» **WHAT IS EXPECTED**: Retype all of the material exactly, leaving no line out.

» **THE DATA**:
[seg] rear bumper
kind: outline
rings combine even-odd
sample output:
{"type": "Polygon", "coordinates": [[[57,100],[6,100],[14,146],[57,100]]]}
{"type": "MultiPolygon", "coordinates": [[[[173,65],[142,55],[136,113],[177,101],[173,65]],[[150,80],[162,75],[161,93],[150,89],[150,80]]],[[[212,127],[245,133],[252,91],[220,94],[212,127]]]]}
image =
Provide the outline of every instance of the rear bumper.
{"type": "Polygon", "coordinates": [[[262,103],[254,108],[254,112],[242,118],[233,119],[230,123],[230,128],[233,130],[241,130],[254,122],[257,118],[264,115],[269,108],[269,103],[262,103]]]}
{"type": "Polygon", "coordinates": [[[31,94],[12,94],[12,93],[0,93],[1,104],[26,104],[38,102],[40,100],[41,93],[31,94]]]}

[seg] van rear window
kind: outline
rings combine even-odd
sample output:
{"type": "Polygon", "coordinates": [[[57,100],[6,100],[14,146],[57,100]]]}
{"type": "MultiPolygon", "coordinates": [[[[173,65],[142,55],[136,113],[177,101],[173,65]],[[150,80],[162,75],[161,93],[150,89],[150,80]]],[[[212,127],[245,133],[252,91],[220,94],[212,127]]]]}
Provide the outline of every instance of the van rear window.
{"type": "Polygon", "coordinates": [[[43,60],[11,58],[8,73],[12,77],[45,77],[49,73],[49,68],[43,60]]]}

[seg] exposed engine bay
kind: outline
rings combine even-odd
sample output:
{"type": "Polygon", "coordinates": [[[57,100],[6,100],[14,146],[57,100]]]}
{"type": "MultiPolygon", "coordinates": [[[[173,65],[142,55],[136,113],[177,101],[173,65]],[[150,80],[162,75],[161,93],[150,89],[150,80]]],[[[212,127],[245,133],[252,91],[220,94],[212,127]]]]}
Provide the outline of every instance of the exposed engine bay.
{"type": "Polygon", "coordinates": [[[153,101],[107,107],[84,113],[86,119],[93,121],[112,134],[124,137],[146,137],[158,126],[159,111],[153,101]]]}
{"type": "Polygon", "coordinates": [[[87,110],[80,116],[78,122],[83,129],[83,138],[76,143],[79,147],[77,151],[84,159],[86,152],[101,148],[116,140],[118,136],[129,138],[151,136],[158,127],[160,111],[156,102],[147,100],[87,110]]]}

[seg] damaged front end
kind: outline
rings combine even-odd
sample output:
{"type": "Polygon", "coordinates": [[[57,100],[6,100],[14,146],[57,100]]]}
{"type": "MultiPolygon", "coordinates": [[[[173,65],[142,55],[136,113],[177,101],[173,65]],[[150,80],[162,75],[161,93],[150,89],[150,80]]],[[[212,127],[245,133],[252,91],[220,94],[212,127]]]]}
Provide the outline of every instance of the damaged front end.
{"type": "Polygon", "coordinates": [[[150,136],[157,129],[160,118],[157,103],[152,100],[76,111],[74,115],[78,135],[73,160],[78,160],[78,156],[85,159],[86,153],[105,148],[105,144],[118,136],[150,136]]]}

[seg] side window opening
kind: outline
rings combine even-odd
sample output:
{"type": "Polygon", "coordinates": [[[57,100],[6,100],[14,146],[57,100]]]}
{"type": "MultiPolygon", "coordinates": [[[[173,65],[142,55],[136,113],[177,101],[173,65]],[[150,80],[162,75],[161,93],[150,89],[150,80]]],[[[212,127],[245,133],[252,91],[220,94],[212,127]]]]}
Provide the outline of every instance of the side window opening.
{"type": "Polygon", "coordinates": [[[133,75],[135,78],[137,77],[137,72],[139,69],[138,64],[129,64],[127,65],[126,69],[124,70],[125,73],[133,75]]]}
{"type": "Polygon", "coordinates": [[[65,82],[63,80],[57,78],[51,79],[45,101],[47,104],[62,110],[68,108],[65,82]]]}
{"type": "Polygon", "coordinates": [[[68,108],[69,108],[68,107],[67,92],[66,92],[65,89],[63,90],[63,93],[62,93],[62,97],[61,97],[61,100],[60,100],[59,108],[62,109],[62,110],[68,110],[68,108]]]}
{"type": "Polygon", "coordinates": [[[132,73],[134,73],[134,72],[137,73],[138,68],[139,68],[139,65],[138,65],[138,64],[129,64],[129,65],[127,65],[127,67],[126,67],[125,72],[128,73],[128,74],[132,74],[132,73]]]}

» **RESPONSE**:
[seg] rear bumper
kind: outline
rings combine even-odd
sample output:
{"type": "Polygon", "coordinates": [[[57,100],[6,100],[14,146],[57,100]]]}
{"type": "MultiPolygon", "coordinates": [[[[173,65],[142,55],[136,113],[177,101],[173,65]],[[150,80],[162,75],[161,93],[150,89],[150,80]]],[[[212,127],[245,133],[252,91],[220,94],[212,127]]]]}
image =
Provide the outline of every instance of the rear bumper.
{"type": "Polygon", "coordinates": [[[262,103],[254,108],[254,112],[242,118],[233,119],[230,123],[230,128],[233,130],[241,130],[254,122],[257,118],[264,115],[269,108],[269,103],[262,103]]]}
{"type": "Polygon", "coordinates": [[[31,94],[12,94],[12,93],[0,93],[1,104],[26,104],[38,102],[40,100],[41,93],[31,94]]]}

[seg] van rear window
kind: outline
rings combine even-odd
sample output:
{"type": "Polygon", "coordinates": [[[57,100],[6,100],[14,146],[57,100]]]}
{"type": "MultiPolygon", "coordinates": [[[[173,65],[142,55],[136,113],[177,101],[173,65]],[[150,80],[162,75],[161,93],[150,89],[150,80]]],[[[212,127],[245,133],[252,91],[220,94],[212,127]]]]}
Provide the outline of every instance of the van rear window.
{"type": "Polygon", "coordinates": [[[43,60],[11,58],[8,73],[12,77],[45,77],[49,73],[49,68],[43,60]]]}

[seg] exposed engine bay
kind: outline
rings combine even-odd
sample output:
{"type": "Polygon", "coordinates": [[[57,100],[6,100],[14,146],[57,100]]]}
{"type": "MultiPolygon", "coordinates": [[[[173,65],[142,55],[136,113],[177,101],[173,65]],[[150,80],[162,75],[161,93],[150,89],[150,80]]],[[[212,127],[245,133],[252,91],[220,94],[212,127]]]]}
Provide the outline of every instance of the exposed engine bay.
{"type": "Polygon", "coordinates": [[[153,101],[107,107],[84,113],[86,119],[93,121],[112,134],[124,137],[146,137],[158,126],[159,111],[153,101]]]}
{"type": "Polygon", "coordinates": [[[87,110],[80,116],[78,122],[83,129],[83,138],[76,143],[79,147],[77,151],[84,159],[86,152],[101,148],[116,140],[118,136],[129,138],[151,136],[158,127],[160,111],[156,102],[147,100],[87,110]]]}

[seg] damaged front end
kind: outline
rings combine even-odd
sample output:
{"type": "Polygon", "coordinates": [[[57,100],[6,100],[14,146],[57,100]]]}
{"type": "MultiPolygon", "coordinates": [[[[173,65],[142,55],[136,113],[177,101],[173,65]],[[150,80],[162,75],[161,93],[150,89],[150,80]]],[[[212,127],[245,133],[252,91],[220,94],[212,127]]]]}
Provide the outline of every instance of the damaged front end.
{"type": "Polygon", "coordinates": [[[150,136],[157,129],[160,118],[157,103],[152,100],[76,111],[74,115],[78,135],[73,160],[78,160],[78,156],[85,159],[86,153],[105,148],[105,144],[118,136],[150,136]]]}

[seg] side window opening
kind: outline
rings combine even-odd
sample output:
{"type": "Polygon", "coordinates": [[[57,100],[6,100],[14,146],[57,100]]]}
{"type": "MultiPolygon", "coordinates": [[[[173,65],[142,55],[136,113],[177,101],[173,65]],[[150,80],[162,75],[161,93],[150,89],[150,80]]],[[[212,127],[245,133],[252,91],[220,94],[212,127]]]]}
Provide the outline of every instance of the side window opening.
{"type": "Polygon", "coordinates": [[[133,75],[135,78],[137,77],[137,72],[139,69],[138,64],[129,64],[127,65],[126,69],[124,70],[125,73],[133,75]]]}
{"type": "Polygon", "coordinates": [[[65,82],[63,80],[57,78],[51,79],[45,101],[47,104],[62,110],[68,108],[65,82]]]}
{"type": "Polygon", "coordinates": [[[68,108],[69,108],[68,107],[67,92],[66,92],[65,89],[63,90],[63,93],[62,93],[62,97],[61,97],[61,100],[60,100],[59,108],[62,109],[62,110],[68,110],[68,108]]]}
{"type": "Polygon", "coordinates": [[[132,73],[134,73],[134,72],[137,73],[138,68],[139,68],[139,65],[138,65],[138,64],[129,64],[129,65],[127,65],[127,67],[126,67],[125,72],[128,73],[128,74],[132,74],[132,73]]]}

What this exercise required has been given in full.